RECORD SET ▸
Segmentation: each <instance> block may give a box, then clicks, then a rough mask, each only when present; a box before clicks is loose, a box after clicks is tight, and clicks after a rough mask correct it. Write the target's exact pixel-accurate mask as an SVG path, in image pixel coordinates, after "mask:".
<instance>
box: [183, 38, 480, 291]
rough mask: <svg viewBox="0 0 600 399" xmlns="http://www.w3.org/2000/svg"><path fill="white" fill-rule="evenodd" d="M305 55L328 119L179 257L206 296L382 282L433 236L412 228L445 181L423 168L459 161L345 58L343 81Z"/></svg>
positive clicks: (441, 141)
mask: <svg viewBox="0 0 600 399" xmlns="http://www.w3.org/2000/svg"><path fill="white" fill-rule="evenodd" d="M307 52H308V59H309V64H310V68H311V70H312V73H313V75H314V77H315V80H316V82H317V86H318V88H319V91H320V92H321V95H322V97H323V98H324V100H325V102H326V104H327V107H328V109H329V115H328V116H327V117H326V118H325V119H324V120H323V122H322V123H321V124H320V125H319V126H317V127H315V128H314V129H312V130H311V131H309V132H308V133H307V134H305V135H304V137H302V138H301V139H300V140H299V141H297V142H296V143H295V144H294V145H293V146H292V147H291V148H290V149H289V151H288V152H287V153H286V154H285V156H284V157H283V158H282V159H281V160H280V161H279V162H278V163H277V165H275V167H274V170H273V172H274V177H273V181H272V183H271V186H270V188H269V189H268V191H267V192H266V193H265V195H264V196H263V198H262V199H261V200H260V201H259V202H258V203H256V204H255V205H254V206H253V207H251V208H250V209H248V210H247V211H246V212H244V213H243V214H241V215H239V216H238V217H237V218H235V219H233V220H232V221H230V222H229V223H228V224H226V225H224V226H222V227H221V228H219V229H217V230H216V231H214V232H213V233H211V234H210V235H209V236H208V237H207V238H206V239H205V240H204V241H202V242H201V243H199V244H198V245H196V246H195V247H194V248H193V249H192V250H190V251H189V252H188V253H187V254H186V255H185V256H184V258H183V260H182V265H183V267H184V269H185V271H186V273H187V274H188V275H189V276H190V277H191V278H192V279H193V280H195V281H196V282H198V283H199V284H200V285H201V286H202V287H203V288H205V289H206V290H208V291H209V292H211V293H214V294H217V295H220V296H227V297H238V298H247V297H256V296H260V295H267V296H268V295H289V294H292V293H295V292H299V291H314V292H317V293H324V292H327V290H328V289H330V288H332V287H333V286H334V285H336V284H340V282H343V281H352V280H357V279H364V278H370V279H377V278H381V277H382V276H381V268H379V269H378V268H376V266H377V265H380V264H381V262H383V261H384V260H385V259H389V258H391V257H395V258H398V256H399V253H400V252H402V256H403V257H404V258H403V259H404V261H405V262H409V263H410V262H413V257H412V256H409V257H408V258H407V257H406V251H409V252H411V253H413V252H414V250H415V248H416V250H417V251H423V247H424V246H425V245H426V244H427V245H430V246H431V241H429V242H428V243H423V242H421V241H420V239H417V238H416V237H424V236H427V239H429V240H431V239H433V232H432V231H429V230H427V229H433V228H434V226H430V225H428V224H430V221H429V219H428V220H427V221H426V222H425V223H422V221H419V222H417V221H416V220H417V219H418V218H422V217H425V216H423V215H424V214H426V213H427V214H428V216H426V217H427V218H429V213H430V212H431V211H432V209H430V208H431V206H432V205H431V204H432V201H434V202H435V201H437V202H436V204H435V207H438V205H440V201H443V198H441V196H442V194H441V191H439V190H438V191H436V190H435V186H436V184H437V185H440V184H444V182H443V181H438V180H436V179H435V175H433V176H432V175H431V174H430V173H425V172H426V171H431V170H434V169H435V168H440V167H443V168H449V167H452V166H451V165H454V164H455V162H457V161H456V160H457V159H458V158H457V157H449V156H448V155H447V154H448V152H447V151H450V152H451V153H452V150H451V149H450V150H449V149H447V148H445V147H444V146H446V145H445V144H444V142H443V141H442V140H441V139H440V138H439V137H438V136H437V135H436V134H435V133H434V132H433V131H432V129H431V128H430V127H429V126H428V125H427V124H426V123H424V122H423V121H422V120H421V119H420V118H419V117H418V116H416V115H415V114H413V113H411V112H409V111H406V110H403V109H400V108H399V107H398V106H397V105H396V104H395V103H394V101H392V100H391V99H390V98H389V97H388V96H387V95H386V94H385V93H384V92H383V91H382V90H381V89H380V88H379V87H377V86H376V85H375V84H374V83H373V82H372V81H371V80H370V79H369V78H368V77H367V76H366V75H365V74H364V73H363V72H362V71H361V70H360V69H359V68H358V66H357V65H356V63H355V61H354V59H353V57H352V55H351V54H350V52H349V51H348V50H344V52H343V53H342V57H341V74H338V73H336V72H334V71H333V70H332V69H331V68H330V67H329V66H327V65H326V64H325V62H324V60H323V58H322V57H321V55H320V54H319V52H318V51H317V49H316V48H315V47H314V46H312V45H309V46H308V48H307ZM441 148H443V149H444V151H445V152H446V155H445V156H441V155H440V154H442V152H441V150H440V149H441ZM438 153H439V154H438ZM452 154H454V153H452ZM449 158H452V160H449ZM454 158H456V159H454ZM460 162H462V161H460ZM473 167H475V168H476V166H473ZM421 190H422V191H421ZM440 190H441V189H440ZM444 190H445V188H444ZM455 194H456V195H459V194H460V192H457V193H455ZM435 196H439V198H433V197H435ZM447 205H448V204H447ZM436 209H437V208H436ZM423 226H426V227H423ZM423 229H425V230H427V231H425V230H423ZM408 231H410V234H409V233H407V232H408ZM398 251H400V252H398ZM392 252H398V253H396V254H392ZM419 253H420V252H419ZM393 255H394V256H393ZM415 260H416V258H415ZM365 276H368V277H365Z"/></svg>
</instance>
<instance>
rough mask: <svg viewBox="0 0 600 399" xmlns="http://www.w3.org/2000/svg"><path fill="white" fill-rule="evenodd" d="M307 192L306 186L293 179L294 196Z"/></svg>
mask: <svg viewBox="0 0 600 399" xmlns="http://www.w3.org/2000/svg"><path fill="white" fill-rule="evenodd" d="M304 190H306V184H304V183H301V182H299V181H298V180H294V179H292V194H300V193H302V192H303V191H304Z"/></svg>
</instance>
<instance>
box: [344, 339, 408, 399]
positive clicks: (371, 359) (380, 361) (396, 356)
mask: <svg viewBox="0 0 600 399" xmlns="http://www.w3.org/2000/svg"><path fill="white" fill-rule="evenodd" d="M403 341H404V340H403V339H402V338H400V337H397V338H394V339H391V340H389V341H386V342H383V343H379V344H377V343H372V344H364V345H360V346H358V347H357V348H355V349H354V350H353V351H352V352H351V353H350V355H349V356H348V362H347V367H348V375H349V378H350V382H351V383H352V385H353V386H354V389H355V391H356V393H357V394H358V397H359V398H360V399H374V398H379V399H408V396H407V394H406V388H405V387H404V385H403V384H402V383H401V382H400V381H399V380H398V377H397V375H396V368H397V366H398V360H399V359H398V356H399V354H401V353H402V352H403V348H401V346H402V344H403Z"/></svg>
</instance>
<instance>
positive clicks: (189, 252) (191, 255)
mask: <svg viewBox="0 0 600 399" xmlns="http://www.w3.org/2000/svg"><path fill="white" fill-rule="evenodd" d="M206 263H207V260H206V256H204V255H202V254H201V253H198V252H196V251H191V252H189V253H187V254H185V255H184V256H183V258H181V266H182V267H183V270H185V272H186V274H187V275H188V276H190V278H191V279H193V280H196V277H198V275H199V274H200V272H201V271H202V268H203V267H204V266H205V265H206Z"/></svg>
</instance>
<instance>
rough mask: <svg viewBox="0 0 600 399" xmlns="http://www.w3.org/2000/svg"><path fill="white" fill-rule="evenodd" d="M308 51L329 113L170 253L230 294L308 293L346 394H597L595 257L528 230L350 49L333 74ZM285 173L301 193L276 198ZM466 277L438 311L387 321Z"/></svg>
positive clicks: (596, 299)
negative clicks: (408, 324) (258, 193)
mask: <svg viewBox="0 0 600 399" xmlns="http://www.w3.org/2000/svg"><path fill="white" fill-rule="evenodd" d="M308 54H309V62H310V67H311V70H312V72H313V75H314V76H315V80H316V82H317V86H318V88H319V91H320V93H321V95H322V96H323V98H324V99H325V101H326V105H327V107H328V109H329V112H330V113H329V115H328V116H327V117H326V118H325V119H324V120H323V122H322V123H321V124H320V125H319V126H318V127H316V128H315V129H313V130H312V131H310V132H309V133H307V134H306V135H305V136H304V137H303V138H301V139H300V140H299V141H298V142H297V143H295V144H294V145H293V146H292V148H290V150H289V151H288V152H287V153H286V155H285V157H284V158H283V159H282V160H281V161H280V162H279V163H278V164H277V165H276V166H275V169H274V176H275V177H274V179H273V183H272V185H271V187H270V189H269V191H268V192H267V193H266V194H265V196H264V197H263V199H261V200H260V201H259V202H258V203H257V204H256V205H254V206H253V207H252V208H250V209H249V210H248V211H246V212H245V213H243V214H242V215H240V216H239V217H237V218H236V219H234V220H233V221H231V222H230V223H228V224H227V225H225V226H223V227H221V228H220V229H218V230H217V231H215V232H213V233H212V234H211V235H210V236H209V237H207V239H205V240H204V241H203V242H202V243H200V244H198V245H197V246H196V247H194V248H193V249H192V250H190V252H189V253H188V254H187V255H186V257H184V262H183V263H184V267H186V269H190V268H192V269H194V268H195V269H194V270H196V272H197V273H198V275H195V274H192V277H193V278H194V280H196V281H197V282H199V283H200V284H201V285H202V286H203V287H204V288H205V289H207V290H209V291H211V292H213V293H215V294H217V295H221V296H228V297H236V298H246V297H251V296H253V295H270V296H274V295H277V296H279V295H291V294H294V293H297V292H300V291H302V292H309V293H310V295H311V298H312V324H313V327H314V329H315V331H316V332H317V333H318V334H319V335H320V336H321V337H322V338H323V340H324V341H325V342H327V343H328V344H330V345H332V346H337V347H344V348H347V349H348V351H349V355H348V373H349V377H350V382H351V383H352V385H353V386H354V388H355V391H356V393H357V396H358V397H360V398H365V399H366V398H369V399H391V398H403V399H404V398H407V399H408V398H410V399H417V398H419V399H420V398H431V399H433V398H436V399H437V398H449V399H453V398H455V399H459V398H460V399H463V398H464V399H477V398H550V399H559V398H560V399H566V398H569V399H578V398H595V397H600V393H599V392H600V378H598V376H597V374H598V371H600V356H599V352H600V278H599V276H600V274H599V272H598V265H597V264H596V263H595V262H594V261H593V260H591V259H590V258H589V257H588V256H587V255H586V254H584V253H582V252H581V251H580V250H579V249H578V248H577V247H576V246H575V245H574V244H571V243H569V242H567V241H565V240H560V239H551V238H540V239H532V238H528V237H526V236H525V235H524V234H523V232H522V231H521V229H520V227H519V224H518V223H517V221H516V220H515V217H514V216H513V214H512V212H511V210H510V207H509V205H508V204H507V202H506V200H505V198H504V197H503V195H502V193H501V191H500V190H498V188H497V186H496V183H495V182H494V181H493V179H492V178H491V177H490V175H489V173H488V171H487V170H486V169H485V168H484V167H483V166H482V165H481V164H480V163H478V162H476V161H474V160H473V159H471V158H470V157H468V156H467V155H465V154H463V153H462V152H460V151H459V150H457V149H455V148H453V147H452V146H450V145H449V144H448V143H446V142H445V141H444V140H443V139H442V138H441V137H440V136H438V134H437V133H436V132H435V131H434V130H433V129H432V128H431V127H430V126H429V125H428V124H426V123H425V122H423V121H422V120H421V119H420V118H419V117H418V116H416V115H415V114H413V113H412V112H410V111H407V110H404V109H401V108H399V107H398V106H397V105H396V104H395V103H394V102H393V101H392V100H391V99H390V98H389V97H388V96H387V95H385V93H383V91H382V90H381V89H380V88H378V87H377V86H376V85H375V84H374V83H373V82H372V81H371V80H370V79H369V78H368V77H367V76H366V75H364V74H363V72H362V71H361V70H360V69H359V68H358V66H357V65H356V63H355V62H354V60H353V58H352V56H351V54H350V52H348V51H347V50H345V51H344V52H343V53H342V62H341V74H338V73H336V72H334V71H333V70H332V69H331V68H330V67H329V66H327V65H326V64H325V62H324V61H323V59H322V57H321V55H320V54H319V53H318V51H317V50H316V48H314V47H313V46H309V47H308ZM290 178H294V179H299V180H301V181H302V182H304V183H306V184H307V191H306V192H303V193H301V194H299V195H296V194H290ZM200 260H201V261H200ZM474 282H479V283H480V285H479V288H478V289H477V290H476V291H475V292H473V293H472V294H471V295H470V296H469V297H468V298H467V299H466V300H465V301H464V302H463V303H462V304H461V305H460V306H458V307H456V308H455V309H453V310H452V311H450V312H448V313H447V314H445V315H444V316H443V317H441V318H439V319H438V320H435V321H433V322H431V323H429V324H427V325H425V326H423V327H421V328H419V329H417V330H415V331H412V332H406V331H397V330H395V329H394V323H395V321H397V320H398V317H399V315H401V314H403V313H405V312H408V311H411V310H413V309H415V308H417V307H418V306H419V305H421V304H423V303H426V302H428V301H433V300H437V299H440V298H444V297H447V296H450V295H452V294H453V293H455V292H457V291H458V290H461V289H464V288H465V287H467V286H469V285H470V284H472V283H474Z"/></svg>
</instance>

ACTIVITY ▸
Reproduce exactly the lines above from the line with "192L306 186L293 179L294" to the line with "box: [344, 339, 408, 399]", including both, and add nothing.

RESPONSE TO THE TASK ▸
rough mask: <svg viewBox="0 0 600 399" xmlns="http://www.w3.org/2000/svg"><path fill="white" fill-rule="evenodd" d="M307 192L306 186L293 179L294 196Z"/></svg>
mask: <svg viewBox="0 0 600 399" xmlns="http://www.w3.org/2000/svg"><path fill="white" fill-rule="evenodd" d="M304 190H306V184H304V183H301V182H299V181H298V180H294V179H292V194H300V193H302V192H303V191H304Z"/></svg>
</instance>
<instance>
box: [344, 339, 408, 399]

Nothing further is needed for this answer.